"""

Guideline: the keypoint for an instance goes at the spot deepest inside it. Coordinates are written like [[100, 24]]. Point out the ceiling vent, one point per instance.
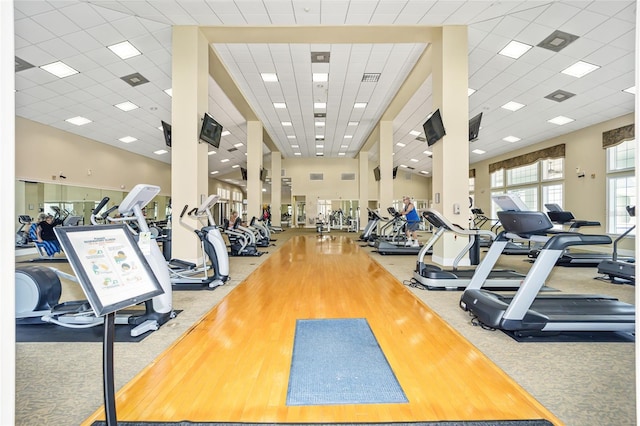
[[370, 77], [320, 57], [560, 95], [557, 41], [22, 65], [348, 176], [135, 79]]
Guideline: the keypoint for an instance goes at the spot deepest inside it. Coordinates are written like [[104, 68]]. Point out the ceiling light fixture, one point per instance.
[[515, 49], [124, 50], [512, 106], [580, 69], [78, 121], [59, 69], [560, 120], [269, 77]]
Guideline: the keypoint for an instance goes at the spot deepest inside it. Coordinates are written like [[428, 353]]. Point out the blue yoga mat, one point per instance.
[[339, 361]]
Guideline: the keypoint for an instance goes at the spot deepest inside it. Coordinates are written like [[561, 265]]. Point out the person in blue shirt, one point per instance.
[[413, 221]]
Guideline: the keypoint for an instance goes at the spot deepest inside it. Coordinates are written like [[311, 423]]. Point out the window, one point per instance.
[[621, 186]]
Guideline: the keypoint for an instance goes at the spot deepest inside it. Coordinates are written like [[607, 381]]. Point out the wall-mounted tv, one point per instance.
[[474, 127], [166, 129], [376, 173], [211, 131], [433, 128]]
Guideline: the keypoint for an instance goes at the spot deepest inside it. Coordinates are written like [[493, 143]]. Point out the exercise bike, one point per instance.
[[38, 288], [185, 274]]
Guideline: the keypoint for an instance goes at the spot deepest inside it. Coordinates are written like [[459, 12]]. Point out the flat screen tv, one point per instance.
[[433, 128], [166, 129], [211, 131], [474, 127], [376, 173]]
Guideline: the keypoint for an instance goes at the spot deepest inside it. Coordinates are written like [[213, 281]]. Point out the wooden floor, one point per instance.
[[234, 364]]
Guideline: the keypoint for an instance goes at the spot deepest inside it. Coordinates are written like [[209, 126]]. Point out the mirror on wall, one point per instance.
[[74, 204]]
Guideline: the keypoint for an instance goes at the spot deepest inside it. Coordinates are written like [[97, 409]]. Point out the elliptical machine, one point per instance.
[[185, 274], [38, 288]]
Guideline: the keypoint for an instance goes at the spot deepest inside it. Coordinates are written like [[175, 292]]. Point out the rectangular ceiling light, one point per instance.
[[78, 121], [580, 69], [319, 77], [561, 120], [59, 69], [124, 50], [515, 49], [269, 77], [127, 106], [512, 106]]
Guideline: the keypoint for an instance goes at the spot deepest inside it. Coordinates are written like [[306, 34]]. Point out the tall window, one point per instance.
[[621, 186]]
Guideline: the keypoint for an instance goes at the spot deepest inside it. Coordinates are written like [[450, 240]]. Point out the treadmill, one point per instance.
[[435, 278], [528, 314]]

"""
"""

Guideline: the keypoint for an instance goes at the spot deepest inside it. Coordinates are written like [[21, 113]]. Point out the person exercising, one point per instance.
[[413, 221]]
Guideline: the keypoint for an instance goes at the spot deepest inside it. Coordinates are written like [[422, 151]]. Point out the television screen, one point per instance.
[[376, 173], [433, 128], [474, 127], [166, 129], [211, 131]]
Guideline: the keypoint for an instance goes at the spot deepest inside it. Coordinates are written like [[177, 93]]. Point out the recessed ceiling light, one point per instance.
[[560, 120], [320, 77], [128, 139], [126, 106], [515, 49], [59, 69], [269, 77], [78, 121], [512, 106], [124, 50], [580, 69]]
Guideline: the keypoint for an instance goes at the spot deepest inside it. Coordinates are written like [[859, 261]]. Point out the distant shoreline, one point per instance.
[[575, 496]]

"""

Update the part that opens with the line containing "bike, one point per instance." and closes with the line containing "[[74, 204]]" by changing "exercise bike" to "stationary bike". Keep everything else in those items unchanged.

Guideline: the keypoint for an instance goes at the spot deepest inside it. Coordinates are written like [[493, 143]]. Point out the stationary bike, one point per instance.
[[38, 288], [185, 274]]
Guideline: the keypoint for an instance goes at the spot deepest inside it. Coordinates are written like [[459, 12]]. Point out the flat screen tv, one point per instance.
[[433, 128], [166, 129], [211, 131], [474, 127], [376, 173]]
Guideline: the keypoint for an instance goes at the spot deepest inside it. Coordinates are written like [[213, 281]]. Point out the wooden floor, one point per instance.
[[234, 364]]
Guideline: the keypoint for an instance goes at the spot deepest inside it. Coordinates are written like [[209, 126]]. Point out the mirror on wall, one point per instance.
[[74, 204]]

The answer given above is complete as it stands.